• _Sezione del documento_:
::::
Affrontare i classici come fossero testi contemporanei e i testi contemporanei come fossero testi classici”: ecco il principio base del lavoro di studio ed elaborazione scenica di una delle più importanti compagnie teatrali under 35 italiane, Il Mulino di Amleto. Abbiamo intervistato Marco Lorenzi, regista e anima di questo progetto, in occasione dei due spettacoli – Ruy Blas (adattamento da Victor Hugo) e Platonov (adattamento da Cechov) – che andranno in scena, rispettivamente dal 25 al 28 ottobre e dal 6 al 18 novembre al Teatro Fontana di Milano.

Partiamo dall’inizio: la vostra compagnia è nata nel 2009 da un gruppo di giovani attori diplomati alla scuola del Teatro Stabile di Torino. In questi anni siete andati via via affermandovi sulle scene nazionali e internazionali attraverso un lavoro di commistione fra classico e contemporaneo, fra generi e autori diversi, definendo un profilo poliedrico del vostro fare teatrale. Un percorso complesso, che richiede sicuramente versatilità e costante aggiornamento. Come mai avete scelto una linea non “tradizionale”, come quella delle compagnie che sposano un percorso più di carattere filologico oppure più di sperimentazione?
::::
• _Dati elencati_:
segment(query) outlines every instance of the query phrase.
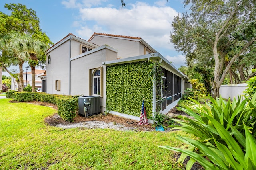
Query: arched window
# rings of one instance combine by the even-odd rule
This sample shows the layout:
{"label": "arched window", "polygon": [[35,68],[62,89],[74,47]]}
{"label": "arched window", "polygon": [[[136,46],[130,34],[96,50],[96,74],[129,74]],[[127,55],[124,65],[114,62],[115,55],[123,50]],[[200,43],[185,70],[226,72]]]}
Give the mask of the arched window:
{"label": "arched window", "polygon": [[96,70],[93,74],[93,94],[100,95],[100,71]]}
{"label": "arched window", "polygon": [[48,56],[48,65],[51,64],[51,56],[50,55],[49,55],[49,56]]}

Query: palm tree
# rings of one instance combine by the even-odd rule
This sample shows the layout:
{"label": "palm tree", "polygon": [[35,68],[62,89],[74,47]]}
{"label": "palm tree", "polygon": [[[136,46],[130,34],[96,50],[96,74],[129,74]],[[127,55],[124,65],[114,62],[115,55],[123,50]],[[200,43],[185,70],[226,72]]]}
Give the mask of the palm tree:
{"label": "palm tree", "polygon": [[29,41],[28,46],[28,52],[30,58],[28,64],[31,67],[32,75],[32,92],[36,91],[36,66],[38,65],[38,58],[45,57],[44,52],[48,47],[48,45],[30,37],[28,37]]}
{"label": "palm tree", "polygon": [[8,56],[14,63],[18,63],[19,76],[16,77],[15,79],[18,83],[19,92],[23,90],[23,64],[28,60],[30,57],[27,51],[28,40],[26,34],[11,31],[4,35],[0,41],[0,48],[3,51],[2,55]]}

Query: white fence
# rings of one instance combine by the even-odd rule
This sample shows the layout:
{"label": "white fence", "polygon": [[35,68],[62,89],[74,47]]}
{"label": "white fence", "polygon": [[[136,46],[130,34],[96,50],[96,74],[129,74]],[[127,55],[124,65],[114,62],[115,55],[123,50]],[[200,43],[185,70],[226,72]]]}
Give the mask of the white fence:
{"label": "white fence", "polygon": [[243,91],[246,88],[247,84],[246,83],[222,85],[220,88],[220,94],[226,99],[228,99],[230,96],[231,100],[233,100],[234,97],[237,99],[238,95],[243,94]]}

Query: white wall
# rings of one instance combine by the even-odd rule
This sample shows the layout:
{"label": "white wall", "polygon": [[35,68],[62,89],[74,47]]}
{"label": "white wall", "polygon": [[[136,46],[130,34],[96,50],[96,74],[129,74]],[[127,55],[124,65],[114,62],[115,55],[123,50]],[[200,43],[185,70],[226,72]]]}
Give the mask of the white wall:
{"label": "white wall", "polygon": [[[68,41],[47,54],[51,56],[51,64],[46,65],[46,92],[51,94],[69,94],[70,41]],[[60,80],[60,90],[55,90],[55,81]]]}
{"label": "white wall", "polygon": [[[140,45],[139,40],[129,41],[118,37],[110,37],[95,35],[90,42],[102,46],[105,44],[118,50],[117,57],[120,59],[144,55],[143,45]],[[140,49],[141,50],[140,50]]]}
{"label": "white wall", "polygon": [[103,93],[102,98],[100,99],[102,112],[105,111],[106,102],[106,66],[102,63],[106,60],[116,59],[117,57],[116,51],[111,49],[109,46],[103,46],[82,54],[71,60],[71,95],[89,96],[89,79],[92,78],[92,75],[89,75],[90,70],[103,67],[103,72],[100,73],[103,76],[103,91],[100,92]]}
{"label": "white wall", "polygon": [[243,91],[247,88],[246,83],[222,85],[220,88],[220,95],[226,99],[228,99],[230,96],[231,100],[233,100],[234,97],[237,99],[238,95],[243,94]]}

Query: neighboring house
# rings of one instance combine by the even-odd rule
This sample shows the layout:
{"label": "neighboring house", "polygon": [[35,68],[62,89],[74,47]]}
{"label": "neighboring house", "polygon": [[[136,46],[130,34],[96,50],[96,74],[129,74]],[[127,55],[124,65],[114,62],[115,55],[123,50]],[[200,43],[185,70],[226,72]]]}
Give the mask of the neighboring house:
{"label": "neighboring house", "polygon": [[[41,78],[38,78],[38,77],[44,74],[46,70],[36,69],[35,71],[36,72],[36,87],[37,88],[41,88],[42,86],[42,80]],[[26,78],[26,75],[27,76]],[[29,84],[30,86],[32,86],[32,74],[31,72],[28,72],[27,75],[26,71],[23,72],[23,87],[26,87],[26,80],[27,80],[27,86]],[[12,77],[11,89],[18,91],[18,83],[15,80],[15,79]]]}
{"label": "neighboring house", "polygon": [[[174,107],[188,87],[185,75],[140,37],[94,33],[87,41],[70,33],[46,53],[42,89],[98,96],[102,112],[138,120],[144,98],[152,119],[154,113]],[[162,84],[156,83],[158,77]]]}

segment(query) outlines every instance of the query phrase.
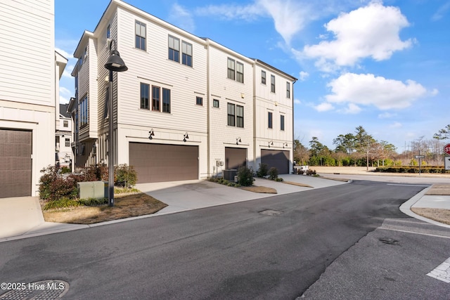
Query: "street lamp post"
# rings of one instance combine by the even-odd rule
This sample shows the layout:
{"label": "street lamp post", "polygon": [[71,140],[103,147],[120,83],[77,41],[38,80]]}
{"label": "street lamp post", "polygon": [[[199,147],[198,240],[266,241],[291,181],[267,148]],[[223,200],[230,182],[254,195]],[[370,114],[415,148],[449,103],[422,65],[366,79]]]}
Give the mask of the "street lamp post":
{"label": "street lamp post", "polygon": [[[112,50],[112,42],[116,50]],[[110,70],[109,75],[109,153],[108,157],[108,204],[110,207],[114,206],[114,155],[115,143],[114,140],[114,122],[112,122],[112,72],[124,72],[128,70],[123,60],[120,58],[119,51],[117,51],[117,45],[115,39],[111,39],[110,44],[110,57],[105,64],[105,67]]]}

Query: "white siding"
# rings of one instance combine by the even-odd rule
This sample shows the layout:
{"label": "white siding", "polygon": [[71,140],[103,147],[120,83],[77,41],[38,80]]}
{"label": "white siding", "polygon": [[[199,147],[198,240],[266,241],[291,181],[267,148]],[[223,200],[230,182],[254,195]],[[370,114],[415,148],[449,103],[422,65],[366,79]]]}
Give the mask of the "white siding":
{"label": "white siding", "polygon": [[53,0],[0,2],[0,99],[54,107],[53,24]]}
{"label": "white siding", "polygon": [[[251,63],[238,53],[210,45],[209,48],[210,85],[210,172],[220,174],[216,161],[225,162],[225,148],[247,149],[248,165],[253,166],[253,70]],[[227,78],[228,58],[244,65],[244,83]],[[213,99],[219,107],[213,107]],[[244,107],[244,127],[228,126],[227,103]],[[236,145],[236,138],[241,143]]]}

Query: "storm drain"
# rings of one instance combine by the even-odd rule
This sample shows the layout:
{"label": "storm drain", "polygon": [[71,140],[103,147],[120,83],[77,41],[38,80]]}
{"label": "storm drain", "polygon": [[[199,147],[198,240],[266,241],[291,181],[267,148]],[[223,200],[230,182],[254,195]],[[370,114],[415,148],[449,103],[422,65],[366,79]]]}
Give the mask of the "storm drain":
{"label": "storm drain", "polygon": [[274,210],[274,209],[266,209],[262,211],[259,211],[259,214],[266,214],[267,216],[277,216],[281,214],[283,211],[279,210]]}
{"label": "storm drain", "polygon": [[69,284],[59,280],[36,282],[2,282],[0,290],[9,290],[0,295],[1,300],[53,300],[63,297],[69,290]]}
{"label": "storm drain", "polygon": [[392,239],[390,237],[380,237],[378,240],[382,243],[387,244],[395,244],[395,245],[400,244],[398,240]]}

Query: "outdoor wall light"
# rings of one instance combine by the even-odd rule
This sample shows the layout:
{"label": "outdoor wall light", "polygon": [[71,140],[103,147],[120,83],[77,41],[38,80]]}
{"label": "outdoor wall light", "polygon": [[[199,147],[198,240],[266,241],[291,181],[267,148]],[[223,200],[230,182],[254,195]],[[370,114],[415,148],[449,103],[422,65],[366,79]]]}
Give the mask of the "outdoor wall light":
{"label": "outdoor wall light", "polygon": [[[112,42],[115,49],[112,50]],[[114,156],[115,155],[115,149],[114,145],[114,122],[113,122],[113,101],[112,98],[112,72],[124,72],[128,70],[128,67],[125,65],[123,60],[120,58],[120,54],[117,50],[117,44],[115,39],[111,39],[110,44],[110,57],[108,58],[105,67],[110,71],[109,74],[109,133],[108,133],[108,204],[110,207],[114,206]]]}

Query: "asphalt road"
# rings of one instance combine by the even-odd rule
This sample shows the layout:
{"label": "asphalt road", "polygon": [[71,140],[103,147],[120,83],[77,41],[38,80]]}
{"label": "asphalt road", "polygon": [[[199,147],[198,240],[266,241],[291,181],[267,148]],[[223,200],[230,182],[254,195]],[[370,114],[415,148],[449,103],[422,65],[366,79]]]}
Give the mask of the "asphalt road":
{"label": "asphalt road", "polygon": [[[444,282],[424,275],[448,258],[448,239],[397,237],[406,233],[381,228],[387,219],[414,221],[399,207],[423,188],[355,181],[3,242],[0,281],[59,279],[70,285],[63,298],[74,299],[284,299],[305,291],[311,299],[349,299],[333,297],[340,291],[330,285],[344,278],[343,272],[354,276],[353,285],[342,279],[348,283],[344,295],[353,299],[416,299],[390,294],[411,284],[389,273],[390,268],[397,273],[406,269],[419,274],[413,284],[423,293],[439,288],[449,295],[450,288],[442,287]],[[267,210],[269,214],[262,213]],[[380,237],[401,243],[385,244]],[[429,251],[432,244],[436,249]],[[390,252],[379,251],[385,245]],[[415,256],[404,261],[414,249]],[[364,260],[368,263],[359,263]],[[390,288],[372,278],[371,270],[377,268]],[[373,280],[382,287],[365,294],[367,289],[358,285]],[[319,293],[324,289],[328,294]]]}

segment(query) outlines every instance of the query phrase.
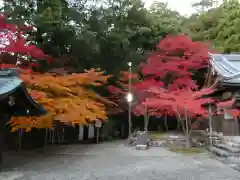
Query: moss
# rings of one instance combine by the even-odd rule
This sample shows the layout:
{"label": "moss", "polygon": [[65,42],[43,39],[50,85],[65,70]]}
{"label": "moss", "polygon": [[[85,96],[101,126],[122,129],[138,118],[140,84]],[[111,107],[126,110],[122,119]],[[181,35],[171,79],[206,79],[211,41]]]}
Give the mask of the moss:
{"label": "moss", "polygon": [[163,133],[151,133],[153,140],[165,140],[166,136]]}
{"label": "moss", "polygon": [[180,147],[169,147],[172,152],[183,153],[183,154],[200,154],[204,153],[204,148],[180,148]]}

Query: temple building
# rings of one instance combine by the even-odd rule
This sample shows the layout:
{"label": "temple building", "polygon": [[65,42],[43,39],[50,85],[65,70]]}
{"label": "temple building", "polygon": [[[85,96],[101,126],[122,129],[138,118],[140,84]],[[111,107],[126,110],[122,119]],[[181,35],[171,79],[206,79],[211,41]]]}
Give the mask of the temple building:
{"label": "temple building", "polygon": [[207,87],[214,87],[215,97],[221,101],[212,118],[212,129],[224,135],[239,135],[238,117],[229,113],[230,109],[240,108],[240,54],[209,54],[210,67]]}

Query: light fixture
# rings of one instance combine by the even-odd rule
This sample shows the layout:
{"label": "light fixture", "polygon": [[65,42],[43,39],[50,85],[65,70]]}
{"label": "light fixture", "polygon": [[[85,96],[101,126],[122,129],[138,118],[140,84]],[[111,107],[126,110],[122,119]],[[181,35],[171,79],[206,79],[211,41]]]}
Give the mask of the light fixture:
::::
• _Compiti_:
A. Secondo l'intervista sul Mulino di Amleto, in quale anno è nata la compagnia?
B. Continua l'intervista a Marco Lorenzi sul Mulino di Amleto, partendo subito dopo l'ultima domanda.

• _Risposte_:
A. La compagnia è nata nel 2009.

B.
Parto da un presupposto personale e semplice: la volontà di non annoiarsi, che poi diventa volontà di non annoiare il pubblico. Il teatro è qualcosa di vivo, che si misura nella dimensione di scena e, nel rispetto del testo, deve “arrivare” allo spettatore. Spesso ad esempio i classici vengono percepiti come qualcosa di lontano dall’esperienza oggi, di distante dal nostro quotidiano. Molto dipende dal tipo di rappresentazione che viene data: le ambientazioni possono essere “antiche”, spazi, costumi, espressioni, ma l’individuo rappresentato, l’essere umano dietro il personaggio, i suoi sentimenti, la sua vita, è qualcosa di universale. Non ha un’epoca di riferimento, può essere dunque estremamente contemporaneo anche se proviene da un panorama letterario distante centinaia di anni.

Avete in mente un pubblico di riferimento quando vi accingete a lavorare ad una nuova rappresentazione?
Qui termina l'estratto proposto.